### Exercise brief
Reproduce every line of the records below, requests included, and shift each point coordinate in the answers up by 8, leaving the sample coordinates inside the requests unchanged. Leave the pictures out.
══════════════════════════════
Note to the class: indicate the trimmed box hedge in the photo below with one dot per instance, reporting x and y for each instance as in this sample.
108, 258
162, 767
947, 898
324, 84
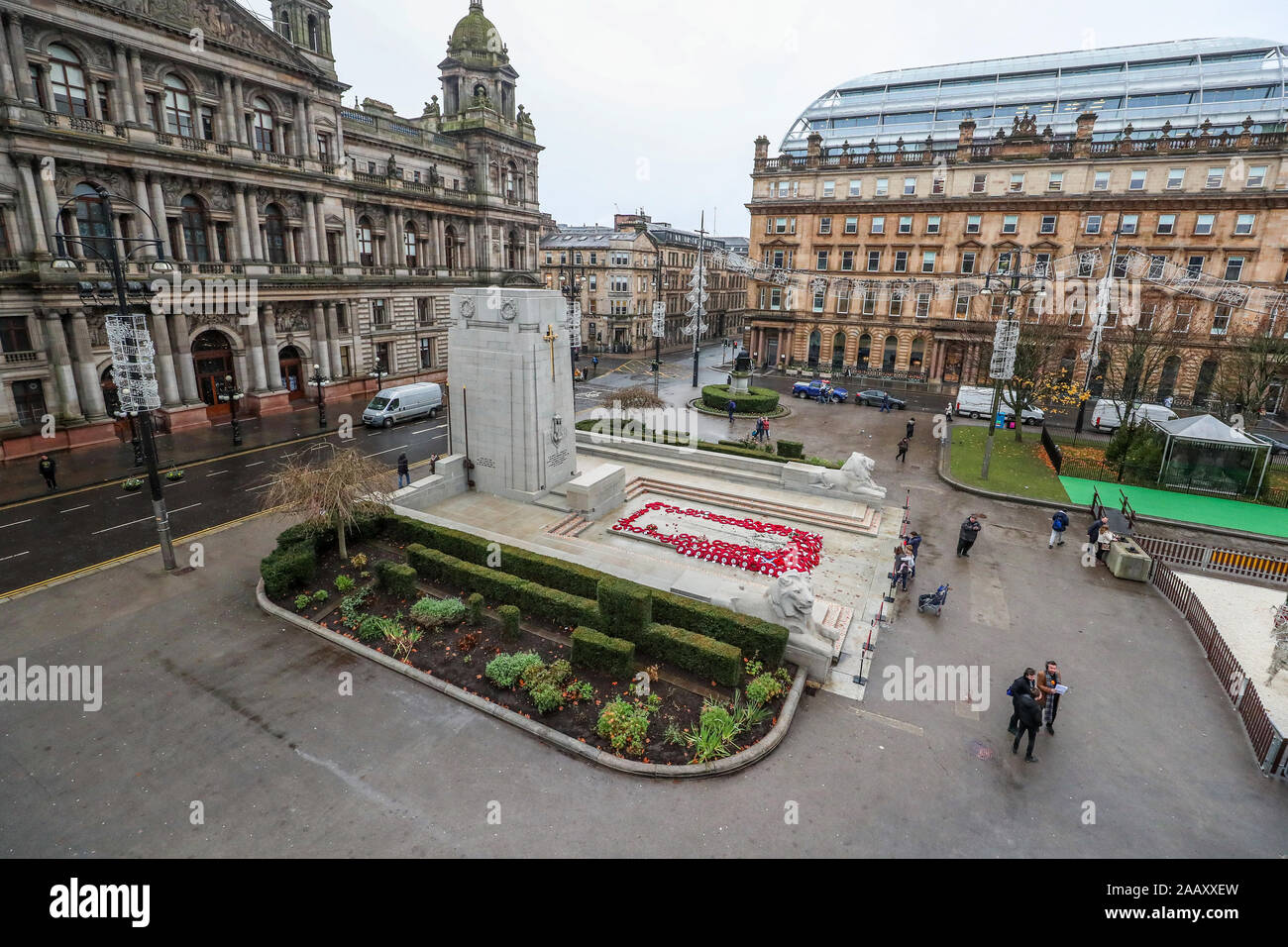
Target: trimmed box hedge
600, 652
══════════════════════════════
### Exercise response
Note to the class: indicate the trimmed box hedge in the photo below with one dot per instance, reporting x and y for each instance as in this sample.
108, 258
162, 767
947, 898
324, 84
Target: trimmed box hedge
608, 660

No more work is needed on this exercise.